ANGEZEIGTE DATEN
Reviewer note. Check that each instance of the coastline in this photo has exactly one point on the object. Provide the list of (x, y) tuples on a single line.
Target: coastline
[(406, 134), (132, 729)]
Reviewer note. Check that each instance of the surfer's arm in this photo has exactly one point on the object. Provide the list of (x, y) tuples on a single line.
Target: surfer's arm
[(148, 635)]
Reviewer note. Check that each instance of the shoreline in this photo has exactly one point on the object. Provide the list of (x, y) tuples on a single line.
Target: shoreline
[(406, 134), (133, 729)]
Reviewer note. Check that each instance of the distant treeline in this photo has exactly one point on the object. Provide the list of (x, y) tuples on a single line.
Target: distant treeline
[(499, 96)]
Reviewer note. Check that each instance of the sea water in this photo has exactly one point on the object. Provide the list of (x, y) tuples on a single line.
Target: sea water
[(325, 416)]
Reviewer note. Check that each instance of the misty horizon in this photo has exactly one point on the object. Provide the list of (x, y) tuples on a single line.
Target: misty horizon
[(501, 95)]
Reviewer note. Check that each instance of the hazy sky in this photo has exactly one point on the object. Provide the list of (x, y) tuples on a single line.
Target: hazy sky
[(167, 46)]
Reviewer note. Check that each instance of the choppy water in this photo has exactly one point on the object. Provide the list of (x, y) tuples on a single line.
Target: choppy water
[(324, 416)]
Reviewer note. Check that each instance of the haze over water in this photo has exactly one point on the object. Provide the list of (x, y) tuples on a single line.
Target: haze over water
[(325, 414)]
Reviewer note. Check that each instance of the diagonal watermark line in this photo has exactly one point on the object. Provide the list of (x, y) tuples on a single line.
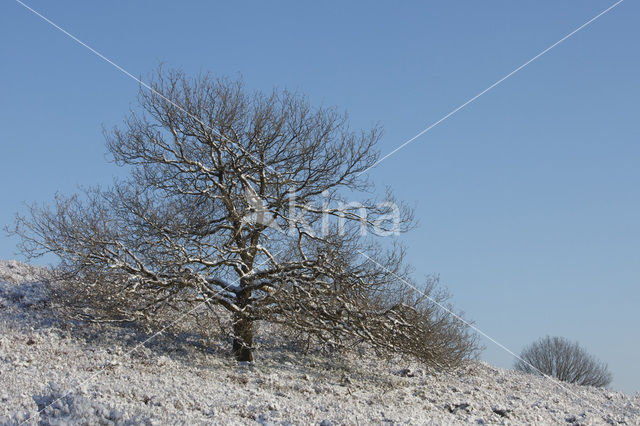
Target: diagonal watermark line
[(139, 81), (470, 100), (472, 326), (153, 336)]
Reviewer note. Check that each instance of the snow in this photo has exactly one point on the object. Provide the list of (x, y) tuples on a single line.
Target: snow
[(54, 371)]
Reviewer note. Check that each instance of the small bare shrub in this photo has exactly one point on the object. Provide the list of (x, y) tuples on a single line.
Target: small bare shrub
[(565, 360)]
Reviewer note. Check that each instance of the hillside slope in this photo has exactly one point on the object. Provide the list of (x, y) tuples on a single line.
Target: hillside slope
[(58, 372)]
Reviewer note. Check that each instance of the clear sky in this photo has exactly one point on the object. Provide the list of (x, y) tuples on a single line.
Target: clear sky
[(528, 199)]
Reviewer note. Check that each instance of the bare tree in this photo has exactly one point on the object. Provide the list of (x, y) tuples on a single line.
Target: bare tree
[(565, 360), (237, 201)]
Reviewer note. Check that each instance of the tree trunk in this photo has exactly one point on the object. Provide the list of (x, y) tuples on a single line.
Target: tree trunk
[(243, 338)]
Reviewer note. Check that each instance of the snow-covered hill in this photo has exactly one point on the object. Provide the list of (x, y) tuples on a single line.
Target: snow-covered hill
[(57, 372)]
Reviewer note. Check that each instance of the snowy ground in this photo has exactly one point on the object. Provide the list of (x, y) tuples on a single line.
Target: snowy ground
[(57, 372)]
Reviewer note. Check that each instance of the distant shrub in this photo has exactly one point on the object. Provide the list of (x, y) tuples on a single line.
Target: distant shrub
[(565, 360)]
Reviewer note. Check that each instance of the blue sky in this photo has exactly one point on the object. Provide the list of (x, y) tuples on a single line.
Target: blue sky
[(528, 199)]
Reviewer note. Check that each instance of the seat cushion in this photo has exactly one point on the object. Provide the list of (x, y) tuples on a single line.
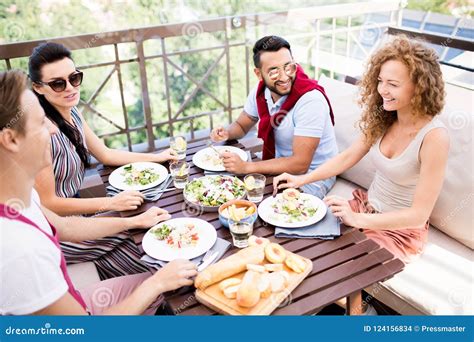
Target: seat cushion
[(439, 282), (453, 212)]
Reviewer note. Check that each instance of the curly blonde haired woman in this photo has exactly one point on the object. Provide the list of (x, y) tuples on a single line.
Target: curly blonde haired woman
[(402, 92)]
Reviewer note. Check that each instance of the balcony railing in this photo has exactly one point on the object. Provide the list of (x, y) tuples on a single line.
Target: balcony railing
[(158, 57)]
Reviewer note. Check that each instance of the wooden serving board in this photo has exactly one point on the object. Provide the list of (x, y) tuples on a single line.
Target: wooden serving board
[(213, 297)]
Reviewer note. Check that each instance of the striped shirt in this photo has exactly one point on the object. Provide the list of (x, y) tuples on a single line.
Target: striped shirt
[(67, 165)]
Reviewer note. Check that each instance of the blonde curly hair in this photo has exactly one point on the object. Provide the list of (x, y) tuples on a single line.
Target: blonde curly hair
[(425, 73)]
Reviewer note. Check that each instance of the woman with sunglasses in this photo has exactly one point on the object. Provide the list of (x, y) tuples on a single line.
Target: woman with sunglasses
[(56, 83)]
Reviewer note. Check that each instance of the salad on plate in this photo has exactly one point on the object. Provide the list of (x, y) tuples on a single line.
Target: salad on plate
[(177, 236), (292, 207), (212, 191), (134, 176)]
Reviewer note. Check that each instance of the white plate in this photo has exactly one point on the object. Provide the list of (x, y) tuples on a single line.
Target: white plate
[(199, 159), (265, 211), (162, 251), (191, 200), (117, 180)]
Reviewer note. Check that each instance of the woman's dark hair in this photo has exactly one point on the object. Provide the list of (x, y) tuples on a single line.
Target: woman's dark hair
[(49, 53), (268, 43)]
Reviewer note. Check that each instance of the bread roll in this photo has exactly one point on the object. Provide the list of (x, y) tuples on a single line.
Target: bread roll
[(273, 267), (229, 282), (256, 268), (229, 266), (294, 262), (248, 293), (264, 286), (231, 291)]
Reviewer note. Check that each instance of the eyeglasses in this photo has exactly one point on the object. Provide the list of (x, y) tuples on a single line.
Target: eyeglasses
[(60, 85), (289, 69)]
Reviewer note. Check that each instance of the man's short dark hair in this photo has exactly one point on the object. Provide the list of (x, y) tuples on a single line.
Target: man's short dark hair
[(268, 43)]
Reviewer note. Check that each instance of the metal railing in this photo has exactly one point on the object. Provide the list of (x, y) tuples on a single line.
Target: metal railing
[(311, 30)]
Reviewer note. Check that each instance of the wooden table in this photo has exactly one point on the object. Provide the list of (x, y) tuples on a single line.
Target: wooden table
[(341, 267)]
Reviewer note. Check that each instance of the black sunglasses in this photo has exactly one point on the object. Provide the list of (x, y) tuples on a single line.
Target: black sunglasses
[(61, 84)]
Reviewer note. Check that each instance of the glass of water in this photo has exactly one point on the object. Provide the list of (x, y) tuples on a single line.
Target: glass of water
[(240, 231), (179, 145), (255, 184), (180, 174)]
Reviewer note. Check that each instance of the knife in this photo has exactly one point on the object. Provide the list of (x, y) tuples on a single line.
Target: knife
[(208, 261)]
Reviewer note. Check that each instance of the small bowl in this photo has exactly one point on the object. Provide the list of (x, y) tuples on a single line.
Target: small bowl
[(238, 203)]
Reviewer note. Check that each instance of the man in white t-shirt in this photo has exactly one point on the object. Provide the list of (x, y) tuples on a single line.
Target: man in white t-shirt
[(303, 138), (33, 276)]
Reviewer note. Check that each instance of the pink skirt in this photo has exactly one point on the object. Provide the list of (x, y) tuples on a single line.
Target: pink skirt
[(405, 244)]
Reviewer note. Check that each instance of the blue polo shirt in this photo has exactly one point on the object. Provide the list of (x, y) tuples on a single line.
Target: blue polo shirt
[(309, 117)]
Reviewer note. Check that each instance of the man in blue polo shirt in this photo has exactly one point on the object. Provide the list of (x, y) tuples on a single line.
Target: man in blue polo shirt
[(294, 117)]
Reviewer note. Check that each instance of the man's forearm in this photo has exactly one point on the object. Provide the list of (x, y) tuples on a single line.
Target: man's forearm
[(276, 166)]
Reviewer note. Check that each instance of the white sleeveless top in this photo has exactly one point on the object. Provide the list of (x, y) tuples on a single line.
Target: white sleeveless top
[(395, 179)]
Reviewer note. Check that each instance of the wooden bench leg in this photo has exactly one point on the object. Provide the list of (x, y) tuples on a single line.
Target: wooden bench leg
[(354, 303)]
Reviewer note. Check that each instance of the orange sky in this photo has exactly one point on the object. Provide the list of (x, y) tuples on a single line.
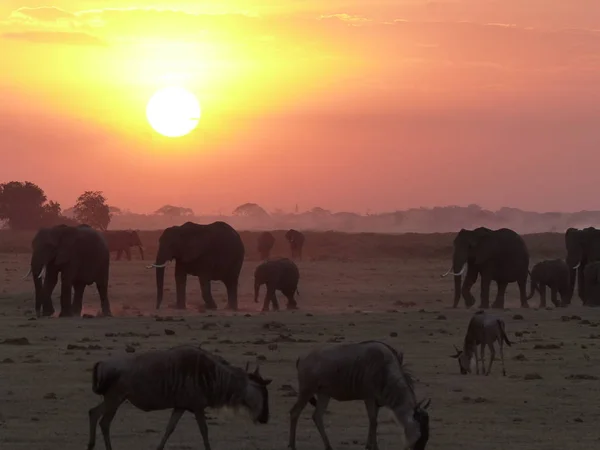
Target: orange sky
[(357, 105)]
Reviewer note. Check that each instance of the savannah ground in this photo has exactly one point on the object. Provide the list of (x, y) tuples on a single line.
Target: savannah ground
[(352, 288)]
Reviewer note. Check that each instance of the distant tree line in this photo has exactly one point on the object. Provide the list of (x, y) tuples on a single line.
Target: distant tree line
[(25, 206)]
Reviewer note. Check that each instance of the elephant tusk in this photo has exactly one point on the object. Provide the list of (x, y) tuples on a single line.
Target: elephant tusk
[(157, 266), (455, 274)]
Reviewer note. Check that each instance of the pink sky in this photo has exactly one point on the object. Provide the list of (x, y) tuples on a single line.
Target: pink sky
[(357, 105)]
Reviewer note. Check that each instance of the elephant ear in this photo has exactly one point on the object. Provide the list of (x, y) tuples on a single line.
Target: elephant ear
[(193, 247), (66, 243), (485, 249)]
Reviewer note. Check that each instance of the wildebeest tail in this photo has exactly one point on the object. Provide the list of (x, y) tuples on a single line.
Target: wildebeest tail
[(504, 336), (103, 378)]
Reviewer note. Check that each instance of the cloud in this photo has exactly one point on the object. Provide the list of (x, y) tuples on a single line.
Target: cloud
[(55, 37)]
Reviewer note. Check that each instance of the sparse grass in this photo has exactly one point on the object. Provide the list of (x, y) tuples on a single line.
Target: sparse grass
[(348, 293)]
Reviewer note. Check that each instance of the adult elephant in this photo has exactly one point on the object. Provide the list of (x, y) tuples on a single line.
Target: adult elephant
[(122, 240), (583, 247), (497, 255), (80, 255), (296, 240), (210, 252), (592, 284), (266, 241)]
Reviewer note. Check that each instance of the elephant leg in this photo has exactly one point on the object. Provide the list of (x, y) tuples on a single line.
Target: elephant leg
[(66, 288), (103, 293), (232, 294), (485, 291), (554, 296), (180, 285), (499, 302), (470, 279), (50, 282), (542, 295), (78, 290), (522, 283), (209, 302)]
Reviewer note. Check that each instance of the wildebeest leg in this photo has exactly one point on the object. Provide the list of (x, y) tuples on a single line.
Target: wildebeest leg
[(108, 414), (492, 356), (322, 402), (372, 411), (295, 415), (482, 351), (554, 296), (78, 290), (501, 344), (499, 302), (175, 416), (201, 421), (209, 302), (102, 287), (485, 291), (542, 289)]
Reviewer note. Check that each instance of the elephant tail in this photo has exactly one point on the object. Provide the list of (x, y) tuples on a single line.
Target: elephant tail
[(533, 286), (503, 332)]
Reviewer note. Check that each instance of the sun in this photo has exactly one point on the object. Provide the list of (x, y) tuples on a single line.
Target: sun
[(173, 111)]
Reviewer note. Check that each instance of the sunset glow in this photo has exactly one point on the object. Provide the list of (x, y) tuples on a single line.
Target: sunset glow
[(347, 105), (173, 111)]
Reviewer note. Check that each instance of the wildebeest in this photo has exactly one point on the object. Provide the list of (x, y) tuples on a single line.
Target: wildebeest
[(278, 274), (483, 330), (371, 371), (182, 378)]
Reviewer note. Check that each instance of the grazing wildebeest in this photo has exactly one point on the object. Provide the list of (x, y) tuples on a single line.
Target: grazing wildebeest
[(483, 330), (555, 274), (266, 241), (182, 378), (296, 240), (371, 371), (122, 240), (278, 274), (80, 255)]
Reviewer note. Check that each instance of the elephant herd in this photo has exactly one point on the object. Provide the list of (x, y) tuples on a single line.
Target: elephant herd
[(502, 256), (212, 252), (215, 252)]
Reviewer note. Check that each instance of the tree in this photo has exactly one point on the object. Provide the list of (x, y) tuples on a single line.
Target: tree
[(24, 206), (91, 209)]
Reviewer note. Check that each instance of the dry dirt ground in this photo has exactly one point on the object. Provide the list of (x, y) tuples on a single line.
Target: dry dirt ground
[(549, 400)]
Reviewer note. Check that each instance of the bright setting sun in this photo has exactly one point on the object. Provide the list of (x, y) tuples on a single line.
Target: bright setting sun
[(173, 111)]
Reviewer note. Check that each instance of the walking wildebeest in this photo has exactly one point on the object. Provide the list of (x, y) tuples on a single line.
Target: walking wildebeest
[(483, 330), (371, 371), (182, 378)]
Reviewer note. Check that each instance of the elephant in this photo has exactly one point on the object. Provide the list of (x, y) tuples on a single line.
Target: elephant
[(583, 247), (211, 252), (122, 240), (80, 254), (555, 274), (278, 274), (296, 240), (497, 255), (592, 284), (266, 241)]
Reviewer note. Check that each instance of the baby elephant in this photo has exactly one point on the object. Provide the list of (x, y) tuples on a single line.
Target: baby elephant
[(552, 273), (278, 274)]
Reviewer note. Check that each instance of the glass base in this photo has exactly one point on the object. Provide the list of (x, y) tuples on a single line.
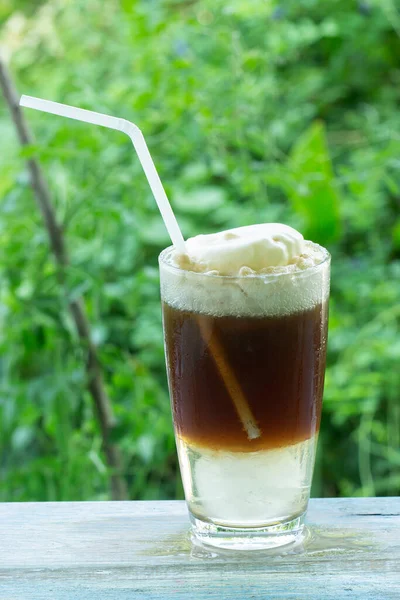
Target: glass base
[(247, 538)]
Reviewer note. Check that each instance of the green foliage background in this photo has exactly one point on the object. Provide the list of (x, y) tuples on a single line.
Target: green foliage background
[(253, 111)]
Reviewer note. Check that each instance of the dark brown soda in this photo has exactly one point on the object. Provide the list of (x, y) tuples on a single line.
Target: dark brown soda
[(279, 363)]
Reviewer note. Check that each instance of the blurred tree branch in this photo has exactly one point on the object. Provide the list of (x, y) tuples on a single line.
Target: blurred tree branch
[(101, 401)]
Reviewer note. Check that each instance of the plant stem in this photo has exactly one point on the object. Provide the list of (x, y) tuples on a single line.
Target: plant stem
[(101, 402)]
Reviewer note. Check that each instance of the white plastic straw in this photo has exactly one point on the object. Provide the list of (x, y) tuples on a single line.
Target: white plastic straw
[(139, 143)]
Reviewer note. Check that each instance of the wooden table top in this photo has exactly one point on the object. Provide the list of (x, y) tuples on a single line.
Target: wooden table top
[(129, 550)]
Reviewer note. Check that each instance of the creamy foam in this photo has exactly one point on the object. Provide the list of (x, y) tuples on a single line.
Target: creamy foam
[(233, 276), (254, 248), (247, 489)]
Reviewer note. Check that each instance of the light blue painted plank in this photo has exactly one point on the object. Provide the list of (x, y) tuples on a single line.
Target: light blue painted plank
[(127, 550)]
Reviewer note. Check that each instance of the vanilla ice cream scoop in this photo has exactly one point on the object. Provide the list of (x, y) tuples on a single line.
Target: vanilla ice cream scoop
[(255, 247)]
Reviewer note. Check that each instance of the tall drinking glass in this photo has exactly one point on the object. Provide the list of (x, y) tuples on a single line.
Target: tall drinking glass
[(246, 360)]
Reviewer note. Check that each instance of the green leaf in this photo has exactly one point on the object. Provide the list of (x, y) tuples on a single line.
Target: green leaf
[(200, 201), (311, 187)]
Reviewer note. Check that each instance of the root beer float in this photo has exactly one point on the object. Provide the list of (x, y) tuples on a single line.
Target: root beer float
[(245, 319)]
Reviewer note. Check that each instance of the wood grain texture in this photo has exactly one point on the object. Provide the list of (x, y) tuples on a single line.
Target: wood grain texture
[(129, 550)]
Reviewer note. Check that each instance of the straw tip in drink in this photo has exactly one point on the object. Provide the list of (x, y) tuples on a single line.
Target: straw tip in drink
[(253, 432)]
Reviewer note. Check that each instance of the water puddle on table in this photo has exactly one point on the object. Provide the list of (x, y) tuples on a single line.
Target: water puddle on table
[(316, 542)]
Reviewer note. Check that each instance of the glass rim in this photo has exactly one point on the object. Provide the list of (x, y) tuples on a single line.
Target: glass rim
[(162, 261)]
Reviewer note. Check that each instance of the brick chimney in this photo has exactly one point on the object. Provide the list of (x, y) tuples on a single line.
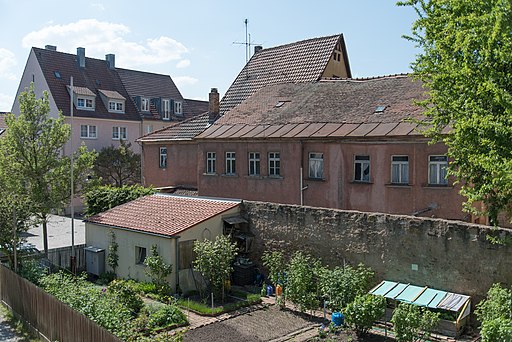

AUFGABE
Schreibe die Zeilen der Einträge oben unverändert ab, beginnend mit dem Anfang der Einträge und weiter bis einschließlich der Zeile mit „[(406, 134), (132, 729)]“.

ERGEBNIS
Reviewer note. Check that each instance of the coastline in this photo has exactly one point on the object. Provide the list of (x, y) tuples on a single line.
Target: coastline
[(406, 134), (132, 729)]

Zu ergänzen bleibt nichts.